* start ENTRIES PROVIDED *
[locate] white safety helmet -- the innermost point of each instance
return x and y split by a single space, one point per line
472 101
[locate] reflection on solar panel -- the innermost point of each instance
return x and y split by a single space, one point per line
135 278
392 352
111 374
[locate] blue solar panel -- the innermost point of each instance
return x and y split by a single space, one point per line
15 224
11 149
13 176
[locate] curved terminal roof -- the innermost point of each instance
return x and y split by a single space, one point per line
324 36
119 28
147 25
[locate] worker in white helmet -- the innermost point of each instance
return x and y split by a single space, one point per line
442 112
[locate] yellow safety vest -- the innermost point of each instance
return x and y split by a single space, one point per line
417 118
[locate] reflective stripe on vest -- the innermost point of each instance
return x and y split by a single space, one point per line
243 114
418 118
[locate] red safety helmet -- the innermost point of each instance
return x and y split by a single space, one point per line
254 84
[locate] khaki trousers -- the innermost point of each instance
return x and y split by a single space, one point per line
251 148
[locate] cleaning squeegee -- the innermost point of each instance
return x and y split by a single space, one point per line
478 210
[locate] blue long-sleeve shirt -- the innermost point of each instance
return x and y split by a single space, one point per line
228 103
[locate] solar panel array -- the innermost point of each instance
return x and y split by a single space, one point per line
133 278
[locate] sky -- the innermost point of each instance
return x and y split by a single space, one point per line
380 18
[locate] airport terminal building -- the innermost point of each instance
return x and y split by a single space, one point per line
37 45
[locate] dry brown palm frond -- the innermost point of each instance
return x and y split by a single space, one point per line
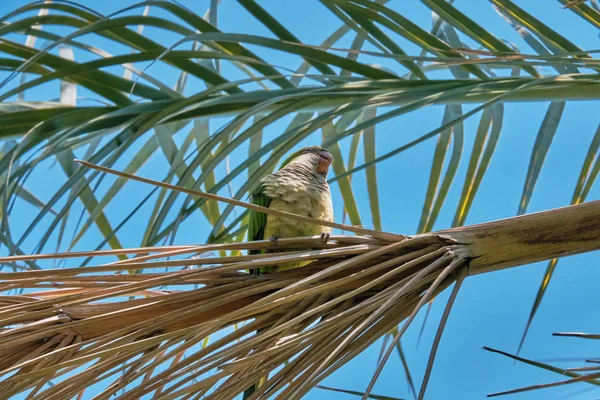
80 326
317 316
* end ENTRIES PROVIDED *
* PROBLEM REQUIREMENTS:
Reproduce word for word the items from the line containing "[locate] khaki trousers" through the end of the items, omitting any pictures.

* SOLUTION TO THE EXERCISE:
[locate] khaki trousers -- the innermost point of each instance
return x and y split by a single space, one point per line
251 148
[locate] cleaning squeegee -- the innermost point of each instance
return x and y split by a single space, one point per line
478 210
[locate] blue long-sleeve shirt -- the innermost point of each instance
return x and y split by a single space, one point per line
228 103
[locate] solar panel array -- the innermost point of each instance
return x and y split by a single space, one point per line
133 278
[locate] sky -- the innermost point of each instance
return x and y split by a single space, one point per line
380 18
[locate] airport terminal building -- the innermost point of each instance
return x and y split by a single space, one point per line
37 45
[locate] dry brown palm frond -- the innermost point of each instance
return x and y split by a single space, one point per line
80 326
317 316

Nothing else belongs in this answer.